• **Written exercise**
Reproduce the records word for word, from the first line up to and including the line that contains "For holes, rely on the even-odd rule.".
━━━━
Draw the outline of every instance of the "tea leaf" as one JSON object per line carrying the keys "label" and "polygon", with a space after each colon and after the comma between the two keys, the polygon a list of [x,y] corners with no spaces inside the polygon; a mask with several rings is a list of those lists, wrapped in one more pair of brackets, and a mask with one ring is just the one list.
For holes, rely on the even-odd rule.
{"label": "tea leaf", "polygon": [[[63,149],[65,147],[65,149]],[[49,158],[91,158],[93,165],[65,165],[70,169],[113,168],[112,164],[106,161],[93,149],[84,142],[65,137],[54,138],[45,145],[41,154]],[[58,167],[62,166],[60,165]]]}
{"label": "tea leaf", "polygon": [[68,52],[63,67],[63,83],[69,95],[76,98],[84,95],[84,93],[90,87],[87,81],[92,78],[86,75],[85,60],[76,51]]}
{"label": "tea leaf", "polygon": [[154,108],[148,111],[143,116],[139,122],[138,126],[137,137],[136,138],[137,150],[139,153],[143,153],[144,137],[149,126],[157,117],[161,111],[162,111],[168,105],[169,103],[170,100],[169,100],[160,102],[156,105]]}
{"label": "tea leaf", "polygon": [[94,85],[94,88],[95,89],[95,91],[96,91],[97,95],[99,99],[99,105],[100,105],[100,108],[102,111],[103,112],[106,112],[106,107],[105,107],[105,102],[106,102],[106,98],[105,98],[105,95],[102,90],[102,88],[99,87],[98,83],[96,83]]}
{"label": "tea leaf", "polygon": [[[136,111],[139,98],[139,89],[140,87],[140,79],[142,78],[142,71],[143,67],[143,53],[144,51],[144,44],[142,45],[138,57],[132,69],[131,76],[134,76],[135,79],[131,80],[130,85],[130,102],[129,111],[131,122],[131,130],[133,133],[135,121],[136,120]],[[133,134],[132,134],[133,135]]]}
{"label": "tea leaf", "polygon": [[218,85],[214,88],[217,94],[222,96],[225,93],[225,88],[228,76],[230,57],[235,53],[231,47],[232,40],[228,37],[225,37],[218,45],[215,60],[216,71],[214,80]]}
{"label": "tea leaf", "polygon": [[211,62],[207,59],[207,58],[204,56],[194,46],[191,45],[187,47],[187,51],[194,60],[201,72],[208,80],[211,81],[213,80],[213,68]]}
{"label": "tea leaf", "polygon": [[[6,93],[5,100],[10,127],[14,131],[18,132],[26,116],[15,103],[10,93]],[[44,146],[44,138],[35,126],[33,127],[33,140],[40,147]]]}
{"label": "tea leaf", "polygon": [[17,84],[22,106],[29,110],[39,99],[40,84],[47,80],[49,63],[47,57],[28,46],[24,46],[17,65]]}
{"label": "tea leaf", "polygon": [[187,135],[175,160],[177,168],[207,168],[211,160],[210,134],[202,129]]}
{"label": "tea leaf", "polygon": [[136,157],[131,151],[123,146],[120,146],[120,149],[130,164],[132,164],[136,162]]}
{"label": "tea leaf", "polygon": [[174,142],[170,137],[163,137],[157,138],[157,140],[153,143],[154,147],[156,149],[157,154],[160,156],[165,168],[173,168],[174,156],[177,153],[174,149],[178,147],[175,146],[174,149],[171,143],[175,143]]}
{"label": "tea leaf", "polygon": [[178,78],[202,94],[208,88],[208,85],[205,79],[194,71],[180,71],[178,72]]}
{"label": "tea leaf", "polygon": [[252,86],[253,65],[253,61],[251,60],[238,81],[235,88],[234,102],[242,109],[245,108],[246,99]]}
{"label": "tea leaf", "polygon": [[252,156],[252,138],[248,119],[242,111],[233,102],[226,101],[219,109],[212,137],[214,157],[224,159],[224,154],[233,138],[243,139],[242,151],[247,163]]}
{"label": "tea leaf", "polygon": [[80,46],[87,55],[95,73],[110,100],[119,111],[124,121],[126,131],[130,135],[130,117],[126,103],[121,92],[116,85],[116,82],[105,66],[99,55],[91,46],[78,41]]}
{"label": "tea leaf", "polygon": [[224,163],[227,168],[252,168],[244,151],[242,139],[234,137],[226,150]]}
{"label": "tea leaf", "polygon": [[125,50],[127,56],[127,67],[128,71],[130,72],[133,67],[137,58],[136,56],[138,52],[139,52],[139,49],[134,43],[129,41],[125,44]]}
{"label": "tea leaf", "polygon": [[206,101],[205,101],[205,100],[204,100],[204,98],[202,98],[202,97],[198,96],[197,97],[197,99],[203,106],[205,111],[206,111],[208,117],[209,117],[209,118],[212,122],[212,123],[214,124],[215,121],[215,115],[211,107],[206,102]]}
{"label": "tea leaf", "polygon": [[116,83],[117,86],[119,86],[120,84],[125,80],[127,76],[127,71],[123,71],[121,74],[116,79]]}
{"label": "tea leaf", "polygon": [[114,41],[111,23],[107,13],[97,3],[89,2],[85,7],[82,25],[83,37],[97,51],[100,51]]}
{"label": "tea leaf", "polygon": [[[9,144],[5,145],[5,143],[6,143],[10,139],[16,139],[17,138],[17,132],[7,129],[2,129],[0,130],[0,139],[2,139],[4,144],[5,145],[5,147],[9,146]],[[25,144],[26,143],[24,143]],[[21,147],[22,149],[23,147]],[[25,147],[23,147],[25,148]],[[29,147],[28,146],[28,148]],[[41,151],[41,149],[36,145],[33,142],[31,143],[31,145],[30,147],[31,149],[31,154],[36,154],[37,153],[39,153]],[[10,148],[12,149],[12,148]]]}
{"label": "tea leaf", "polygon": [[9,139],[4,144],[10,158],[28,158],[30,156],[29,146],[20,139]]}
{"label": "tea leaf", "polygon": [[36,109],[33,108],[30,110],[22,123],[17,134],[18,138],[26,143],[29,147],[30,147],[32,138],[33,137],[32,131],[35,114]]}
━━━━
• **Exercise response**
Draw the outline of every instance of the "tea leaf" as one JSON object per line carrying the keys "label" and "polygon", with a space after each colon and after the comma between the two keys, the polygon a list of [x,y] corners with no spaces inside the polygon; a mask with several rings is a list of those lists, wrapped in one more pair of brackets, and a mask with one ring is just the one list.
For holes, rely on the even-odd rule.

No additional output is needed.